## The problem:
Determine the number of lines below that contain "hood". Write nothing but that number.
Data provided below:
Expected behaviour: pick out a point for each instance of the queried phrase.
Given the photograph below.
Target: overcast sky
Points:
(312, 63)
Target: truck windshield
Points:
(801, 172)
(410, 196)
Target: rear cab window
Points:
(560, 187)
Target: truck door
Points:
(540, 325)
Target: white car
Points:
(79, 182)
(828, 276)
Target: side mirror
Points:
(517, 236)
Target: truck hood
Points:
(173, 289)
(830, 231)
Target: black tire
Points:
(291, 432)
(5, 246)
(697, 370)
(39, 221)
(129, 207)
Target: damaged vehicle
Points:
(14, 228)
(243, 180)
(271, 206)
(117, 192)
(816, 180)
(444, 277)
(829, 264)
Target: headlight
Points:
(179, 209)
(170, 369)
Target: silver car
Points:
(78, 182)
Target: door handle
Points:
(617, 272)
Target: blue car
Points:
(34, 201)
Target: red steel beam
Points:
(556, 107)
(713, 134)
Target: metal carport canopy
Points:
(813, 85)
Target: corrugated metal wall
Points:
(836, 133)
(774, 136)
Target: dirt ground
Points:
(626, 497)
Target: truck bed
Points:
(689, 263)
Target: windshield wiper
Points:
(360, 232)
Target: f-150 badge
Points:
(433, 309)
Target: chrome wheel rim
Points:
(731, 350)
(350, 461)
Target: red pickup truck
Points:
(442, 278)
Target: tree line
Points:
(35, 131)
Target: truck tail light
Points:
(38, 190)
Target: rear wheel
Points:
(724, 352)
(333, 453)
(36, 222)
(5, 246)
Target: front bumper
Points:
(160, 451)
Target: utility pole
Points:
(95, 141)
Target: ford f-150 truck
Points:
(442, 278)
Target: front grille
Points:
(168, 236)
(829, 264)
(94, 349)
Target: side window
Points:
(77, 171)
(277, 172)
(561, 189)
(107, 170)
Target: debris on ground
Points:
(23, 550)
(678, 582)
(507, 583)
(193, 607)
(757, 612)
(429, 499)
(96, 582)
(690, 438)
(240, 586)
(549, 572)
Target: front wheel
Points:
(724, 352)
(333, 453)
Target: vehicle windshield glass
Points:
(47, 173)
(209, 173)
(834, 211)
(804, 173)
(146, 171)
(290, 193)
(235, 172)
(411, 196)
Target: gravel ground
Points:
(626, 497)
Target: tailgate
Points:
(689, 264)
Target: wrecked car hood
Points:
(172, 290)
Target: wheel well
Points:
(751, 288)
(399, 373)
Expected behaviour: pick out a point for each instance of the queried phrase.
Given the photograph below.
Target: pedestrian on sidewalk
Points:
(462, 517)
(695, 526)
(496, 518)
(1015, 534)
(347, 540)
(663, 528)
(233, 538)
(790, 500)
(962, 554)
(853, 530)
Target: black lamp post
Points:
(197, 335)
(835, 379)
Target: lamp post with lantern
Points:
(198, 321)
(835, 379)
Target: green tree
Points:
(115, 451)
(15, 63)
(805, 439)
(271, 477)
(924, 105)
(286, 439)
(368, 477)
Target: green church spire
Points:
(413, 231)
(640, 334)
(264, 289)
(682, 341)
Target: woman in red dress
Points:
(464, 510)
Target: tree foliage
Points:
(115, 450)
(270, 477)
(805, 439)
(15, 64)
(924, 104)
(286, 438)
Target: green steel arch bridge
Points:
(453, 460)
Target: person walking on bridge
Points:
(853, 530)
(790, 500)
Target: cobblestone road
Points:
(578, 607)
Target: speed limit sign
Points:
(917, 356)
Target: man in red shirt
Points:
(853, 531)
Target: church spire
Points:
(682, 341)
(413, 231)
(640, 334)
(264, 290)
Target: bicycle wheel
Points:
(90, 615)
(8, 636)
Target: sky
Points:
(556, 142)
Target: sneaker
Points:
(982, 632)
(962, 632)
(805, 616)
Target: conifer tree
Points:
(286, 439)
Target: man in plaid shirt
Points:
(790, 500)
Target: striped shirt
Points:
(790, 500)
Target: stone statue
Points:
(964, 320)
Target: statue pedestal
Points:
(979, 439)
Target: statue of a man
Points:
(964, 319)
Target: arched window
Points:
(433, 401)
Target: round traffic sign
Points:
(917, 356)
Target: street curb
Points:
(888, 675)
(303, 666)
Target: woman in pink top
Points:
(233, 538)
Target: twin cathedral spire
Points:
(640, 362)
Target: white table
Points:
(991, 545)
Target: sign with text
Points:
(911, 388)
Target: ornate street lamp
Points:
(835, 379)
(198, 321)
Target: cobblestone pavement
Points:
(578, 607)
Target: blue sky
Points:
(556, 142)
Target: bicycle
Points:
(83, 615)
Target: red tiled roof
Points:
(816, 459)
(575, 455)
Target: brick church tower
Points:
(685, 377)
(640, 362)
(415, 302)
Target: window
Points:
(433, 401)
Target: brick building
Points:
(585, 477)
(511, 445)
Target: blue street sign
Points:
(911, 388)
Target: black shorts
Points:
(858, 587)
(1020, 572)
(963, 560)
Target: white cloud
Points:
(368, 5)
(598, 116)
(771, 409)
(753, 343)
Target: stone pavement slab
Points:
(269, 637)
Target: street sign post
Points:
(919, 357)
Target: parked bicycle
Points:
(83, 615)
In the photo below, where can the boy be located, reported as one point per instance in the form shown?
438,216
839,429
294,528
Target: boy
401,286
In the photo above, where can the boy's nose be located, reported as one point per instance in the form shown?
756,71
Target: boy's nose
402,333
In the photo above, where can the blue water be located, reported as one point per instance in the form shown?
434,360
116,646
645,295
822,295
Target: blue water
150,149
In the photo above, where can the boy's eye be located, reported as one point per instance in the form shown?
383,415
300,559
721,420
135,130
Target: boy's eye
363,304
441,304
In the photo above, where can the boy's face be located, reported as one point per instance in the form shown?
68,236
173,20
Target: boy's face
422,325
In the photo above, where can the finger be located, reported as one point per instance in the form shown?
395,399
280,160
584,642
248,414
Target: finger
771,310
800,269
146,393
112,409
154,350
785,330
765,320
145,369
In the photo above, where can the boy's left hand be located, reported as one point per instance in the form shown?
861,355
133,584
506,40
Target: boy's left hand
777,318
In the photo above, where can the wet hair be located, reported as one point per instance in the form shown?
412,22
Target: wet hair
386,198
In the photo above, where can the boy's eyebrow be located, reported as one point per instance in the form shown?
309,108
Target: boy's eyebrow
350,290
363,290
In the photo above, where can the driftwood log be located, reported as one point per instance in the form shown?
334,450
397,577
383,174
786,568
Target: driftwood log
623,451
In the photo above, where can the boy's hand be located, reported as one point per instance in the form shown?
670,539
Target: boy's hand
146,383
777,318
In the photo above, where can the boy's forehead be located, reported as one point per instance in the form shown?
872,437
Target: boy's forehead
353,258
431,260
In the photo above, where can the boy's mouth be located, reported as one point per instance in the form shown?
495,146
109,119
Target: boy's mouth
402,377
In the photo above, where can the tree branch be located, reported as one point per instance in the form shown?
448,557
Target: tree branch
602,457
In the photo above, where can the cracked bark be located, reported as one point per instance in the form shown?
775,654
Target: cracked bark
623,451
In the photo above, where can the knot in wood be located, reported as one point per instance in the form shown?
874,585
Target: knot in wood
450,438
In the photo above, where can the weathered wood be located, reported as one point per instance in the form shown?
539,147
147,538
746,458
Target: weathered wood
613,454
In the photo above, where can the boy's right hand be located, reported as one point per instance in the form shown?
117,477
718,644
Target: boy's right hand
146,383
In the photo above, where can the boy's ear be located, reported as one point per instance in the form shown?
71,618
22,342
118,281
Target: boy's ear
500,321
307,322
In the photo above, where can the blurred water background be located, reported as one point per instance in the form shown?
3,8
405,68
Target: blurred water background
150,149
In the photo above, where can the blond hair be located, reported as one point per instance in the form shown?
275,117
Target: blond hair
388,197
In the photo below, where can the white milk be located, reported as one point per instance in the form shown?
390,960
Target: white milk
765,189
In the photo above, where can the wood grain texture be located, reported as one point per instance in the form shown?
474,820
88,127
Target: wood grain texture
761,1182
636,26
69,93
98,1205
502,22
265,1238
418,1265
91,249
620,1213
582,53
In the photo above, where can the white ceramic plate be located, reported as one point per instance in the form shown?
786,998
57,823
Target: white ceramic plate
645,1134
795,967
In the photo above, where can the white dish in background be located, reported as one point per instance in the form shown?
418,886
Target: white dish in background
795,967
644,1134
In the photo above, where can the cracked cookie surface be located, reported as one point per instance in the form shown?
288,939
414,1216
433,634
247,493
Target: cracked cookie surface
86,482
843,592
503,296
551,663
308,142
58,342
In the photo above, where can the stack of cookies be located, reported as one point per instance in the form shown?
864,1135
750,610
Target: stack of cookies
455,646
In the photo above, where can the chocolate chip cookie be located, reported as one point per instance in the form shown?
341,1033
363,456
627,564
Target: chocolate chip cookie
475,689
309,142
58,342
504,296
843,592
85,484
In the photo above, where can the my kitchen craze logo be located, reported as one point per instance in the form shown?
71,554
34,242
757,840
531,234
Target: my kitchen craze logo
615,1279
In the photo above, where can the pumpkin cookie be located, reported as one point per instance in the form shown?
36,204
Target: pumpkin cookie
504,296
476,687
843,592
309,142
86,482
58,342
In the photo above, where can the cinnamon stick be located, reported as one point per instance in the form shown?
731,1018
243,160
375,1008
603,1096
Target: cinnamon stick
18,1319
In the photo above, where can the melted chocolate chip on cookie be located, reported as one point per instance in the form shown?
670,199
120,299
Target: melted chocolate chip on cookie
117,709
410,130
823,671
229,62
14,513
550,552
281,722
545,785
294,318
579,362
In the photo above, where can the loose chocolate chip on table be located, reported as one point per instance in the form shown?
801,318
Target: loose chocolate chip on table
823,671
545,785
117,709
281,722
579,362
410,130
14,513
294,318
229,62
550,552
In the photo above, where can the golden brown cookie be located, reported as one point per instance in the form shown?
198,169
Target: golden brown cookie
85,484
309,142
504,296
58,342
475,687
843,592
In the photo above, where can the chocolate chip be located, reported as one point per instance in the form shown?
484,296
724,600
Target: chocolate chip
End of Data provided.
## Response area:
2